→ Provided text
A couple years ago I took a trip around the world for a few months and wrote about nearly all of the places that I visited on this website. More than anything it was a good way to share pictures with my friends and family back home, but it turned out that I actually enjoyed writing about my adventures during my trip so I figured I would do the same over the course of this trip. So if you’re bored at work and want to kill some time reading this or just take a look at a couple pictures then that’s cool, if not then that’s fine too. I will do my best to make it interesting! Also, you can
click on any of the pictures to enlarge them and remove the text (a tip for those who don't use the internet too much).
Ok enough with the background… Jeff and I took off from LAX on Wednesday October 6th and traveled for about 29 hours before we reached our first destination, Peninsula Valdez, Patagonia. Peninsula Valdez is in Southeastern Argentina and the main attraction is the wild life including whales, orcas, whale seals, sea lions, and penguins. Despite the amount of life around the ocean, the land is barren desert with some wild sheep, Guanaco (a type of Patagonia llama), and armadillo to check out from time to time as you pass along the dirt roads. On top of that, there really aren’t many people or towns out here, it’s actually amazing to me that there is even an airport since you don’t even see any building when your landing!
Our tour started in Puerto Madryn, the closest city to Peninsula Valdez. The city has a really nice bay and you can actually see Southern Right Whales breaching from the shore. But the real goal here is to head up to Punta Norte in Peninsula Valdez and
see the killer whales beach themselves in search of whale seals and sea lions resting along the beach. It’s the only place in the world where this happens and there are only about 7 orcas that use this method of hunting so you have to get lucky to see it. Also working against us was the fact that it is really early in the season to see the orcas but Pedro, our guide, had a sick new Toyota Hilux (like a Tacoma) which gave us plenty of time to go around the entire peninsula as opposed to most visitors who had to take a slow bus on hundreds of kilometers of dirt roads so we figured we would give it a shot. Pedro was a really cool guy who drove really fast and was always interested in showing us the coolest stuff so we let him make most of the decisions on where to go and he always seemed to deliver an adventure.

→ Recorded information
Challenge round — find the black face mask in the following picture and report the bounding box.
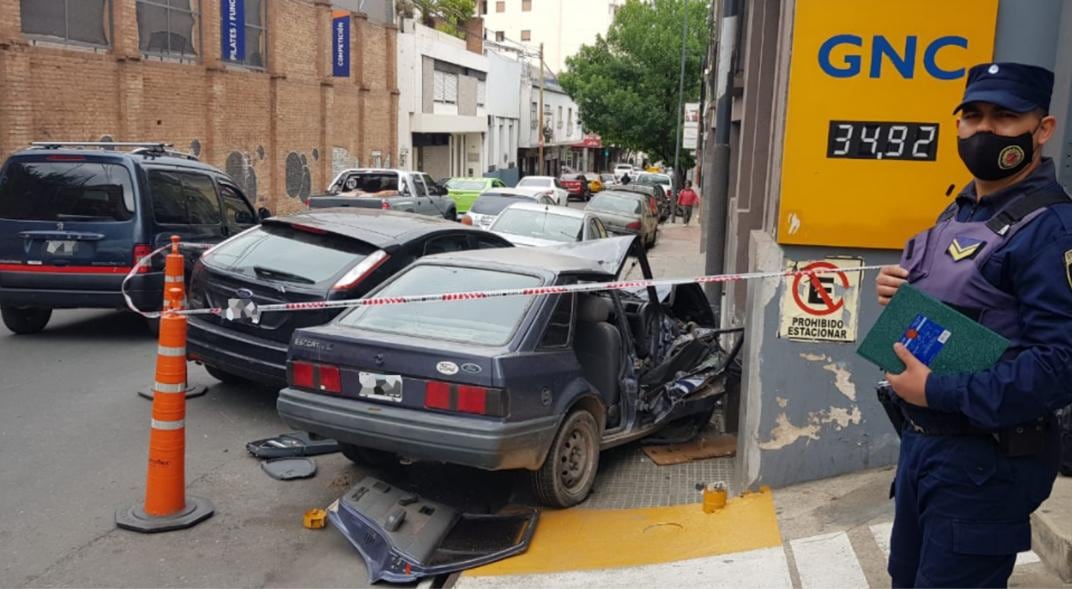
[956,131,1034,180]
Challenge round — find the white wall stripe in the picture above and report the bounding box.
[455,546,792,589]
[150,419,187,430]
[789,532,867,589]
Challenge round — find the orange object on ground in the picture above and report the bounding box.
[116,245,214,532]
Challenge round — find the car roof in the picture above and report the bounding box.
[503,203,591,219]
[265,207,487,249]
[417,235,636,280]
[11,148,225,175]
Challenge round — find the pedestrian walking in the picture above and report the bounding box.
[877,63,1072,587]
[678,180,700,226]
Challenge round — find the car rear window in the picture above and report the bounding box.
[447,180,487,190]
[589,194,640,215]
[490,207,584,242]
[339,265,541,345]
[0,161,134,221]
[202,223,375,284]
[339,172,399,192]
[470,192,533,215]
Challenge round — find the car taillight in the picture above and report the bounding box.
[289,360,342,393]
[331,250,390,291]
[425,381,507,417]
[458,385,488,415]
[291,362,313,388]
[319,364,342,393]
[131,244,152,274]
[425,381,450,411]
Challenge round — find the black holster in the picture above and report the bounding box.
[875,381,905,438]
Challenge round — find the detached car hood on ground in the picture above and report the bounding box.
[328,476,539,583]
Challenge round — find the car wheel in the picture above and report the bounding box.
[0,307,53,336]
[339,442,399,467]
[528,409,599,507]
[205,364,250,384]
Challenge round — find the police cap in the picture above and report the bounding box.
[953,62,1054,115]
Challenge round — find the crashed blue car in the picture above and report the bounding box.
[277,236,736,506]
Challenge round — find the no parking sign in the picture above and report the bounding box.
[778,257,863,342]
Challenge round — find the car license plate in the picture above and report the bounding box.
[45,239,77,255]
[357,372,402,403]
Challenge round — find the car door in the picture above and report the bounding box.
[218,179,258,235]
[148,168,229,248]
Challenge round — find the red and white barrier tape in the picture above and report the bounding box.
[123,239,882,323]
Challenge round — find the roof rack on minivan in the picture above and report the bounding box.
[30,142,199,162]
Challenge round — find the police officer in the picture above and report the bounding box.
[877,63,1072,587]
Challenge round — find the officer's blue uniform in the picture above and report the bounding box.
[889,64,1072,587]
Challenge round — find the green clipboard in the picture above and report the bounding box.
[857,283,1009,374]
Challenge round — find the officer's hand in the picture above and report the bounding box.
[885,341,930,407]
[875,266,908,305]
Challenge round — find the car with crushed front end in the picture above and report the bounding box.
[187,208,511,388]
[277,236,740,506]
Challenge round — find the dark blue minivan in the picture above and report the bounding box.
[0,143,268,334]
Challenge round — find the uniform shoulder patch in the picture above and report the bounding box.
[1064,250,1072,289]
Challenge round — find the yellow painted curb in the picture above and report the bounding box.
[463,491,781,576]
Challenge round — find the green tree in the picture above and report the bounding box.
[559,0,711,170]
[398,0,476,38]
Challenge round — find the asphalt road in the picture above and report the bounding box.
[0,213,698,587]
[0,310,510,587]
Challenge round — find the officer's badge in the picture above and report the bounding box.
[1064,250,1072,289]
[946,237,986,262]
[998,145,1024,170]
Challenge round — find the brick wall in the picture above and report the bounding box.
[0,0,398,212]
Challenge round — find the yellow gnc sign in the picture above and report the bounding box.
[777,0,998,249]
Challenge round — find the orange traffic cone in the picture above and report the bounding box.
[137,235,208,400]
[116,289,215,532]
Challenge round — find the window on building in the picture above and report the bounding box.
[222,0,268,68]
[137,0,198,58]
[20,0,111,47]
[435,70,458,104]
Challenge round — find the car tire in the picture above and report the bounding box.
[339,442,399,467]
[205,364,250,384]
[528,409,599,507]
[0,307,53,336]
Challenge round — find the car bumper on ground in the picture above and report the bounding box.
[276,388,559,470]
[187,315,286,387]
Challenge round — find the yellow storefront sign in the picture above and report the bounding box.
[777,0,998,249]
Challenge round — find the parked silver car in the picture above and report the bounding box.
[584,190,659,248]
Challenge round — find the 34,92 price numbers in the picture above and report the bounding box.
[827,120,938,161]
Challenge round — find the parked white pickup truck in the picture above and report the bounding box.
[309,167,458,221]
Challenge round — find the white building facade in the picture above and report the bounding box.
[398,20,489,179]
[477,0,625,74]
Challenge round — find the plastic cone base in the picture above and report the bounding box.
[116,495,215,534]
[137,384,208,401]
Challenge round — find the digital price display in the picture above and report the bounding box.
[827,120,938,162]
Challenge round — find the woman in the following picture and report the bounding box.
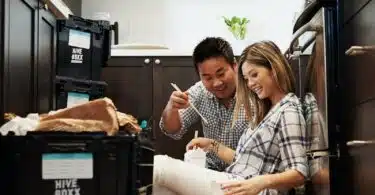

→ Requirements
Using the travel post, answer each question briefly.
(a) From which airport did the writer and Jeff take off?
(b) Which city is the closest to Peninsula Valdez?
(c) About how many orcas use the method of hunting by beaching themselves?

→ Answer
(a) LAX
(b) Puerto Madryn
(c) About 7